▶ [Given records]:
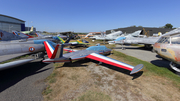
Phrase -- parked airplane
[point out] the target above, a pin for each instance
(168, 47)
(28, 32)
(110, 36)
(147, 41)
(5, 36)
(121, 39)
(51, 36)
(39, 36)
(13, 50)
(93, 52)
(75, 43)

▶ [Directions for this task]: Return every record exactly. Pictures stay out.

▶ [Exercise output]:
Phrase -- parked airplane
[point out] the target above, a pin for each instance
(168, 47)
(28, 32)
(110, 36)
(147, 41)
(5, 36)
(121, 39)
(51, 36)
(39, 36)
(13, 50)
(93, 52)
(75, 43)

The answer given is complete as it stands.